Rogue One Squeaks Out a Win over Hidden Figures
By David Mumpower and Kim Hollis
January 8, 2017
The holiday phenomenon Sing finishes in third place, as it starts to see some wind come out of its sails with the bounty of Christmas behind us. Even so, the animated film from the Minions team earned $19.6 million for the weekend, down 54% as it starts to shed a few screens here and there. Its overall total is a mighty $213.4 million domestically, along with $144 million tallied from overseas venues thus far. People definitely enjoyed watching anthropomorphized animals taking part in a The Voice/American Idol type competition.
Rounding out the top five are a new release from a dying franchise and the leading contender for Best Picture. Underworld: Blood Wars, already a leading contender for next year’s Razzies, opened in theaters this weekend. Its box office of $13.1 million actually speaks well of a loyal fanbase since no other positives exist…and I say that as a fan of the Underworld franchise, at least the first two films. The latest iteration is only 22% fresh at Rotten Tomatoes, 20% among top critics. Its B+ Cinemascore is the average for the franchise, which means Blood Wars neither hurts nor hurts Screen Gems moving forward. With a $35 million budget and $45 million already attained overseas, we haven’t seen the last of Kate Beckinsale in a vinyl cosplay outfit.

• [GIVEN MATERIAL]
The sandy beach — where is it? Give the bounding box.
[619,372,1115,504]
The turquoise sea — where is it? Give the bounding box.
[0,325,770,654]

• [PROMPT 1] According to the box office report, how much did Sing earn over the weekend?
• [PROMPT 2] Continue the box office report from the point where it stops.
The data has no connection to the box office report.

• [OUTPUT 1] $19.6 million

• [OUTPUT 2]
La La Land is the fifth place entrant. It earned $10 million this weekend, bringing its running total to $51.7 million. Given the fact that it still hasn’t expanded beyond 1,515 venues yet, its box office performance is amazing. In terms of per-location average, La La Land finished second out of the entire top ten with $6,601 per playdate. Only Hidden Figures at $8,822 surpasses it. Rogue One managed $5,286 if you’re wondering. January is always the realm of overachieving platform releases, but Hidden Figures and La La Land are both positioned to clean up at the box office from now until the week after the Oscars.
Our sixth and seventh place films are a couple of Christmas week releases. Now that the holidays are over Passengers should fall quickly out of the top 10, especially considering its poor reception both from critics and from audiences. Its three-day take was $8.8 million, a decline of 46% from last weekend’s New Year’s Day-inflated weekend gross. Thanks to the magic of the 12 days of box office, Passengers has accumulated a domestic total of $80.9 million, though that’s not going to be nearly enough considering the $110 million budget. The international total for Passengers is $56.8 million, which isn’t really enough to help. It’s down to the presence of Jennifer Lawrence and Chris Pratt that this one wasn’t an out and out bomb.
That puts Why Him?, the Bryan Cranston/James Franco comedy, down to seventh. Amusingly enough, Why Him? had one of the better holds in the top 10, declining just 35% from last weekend down to $6.5 million. It’s approaching the $50 million mark with a cumulative domestic total of $48.6 million, and adds about $17 million more from overseas venues. The budget for this 20th Century Fox release was only $38 million, so while it’s not quite profitable yet, it’s going to be at least in the ballpark of providing a return for the studio.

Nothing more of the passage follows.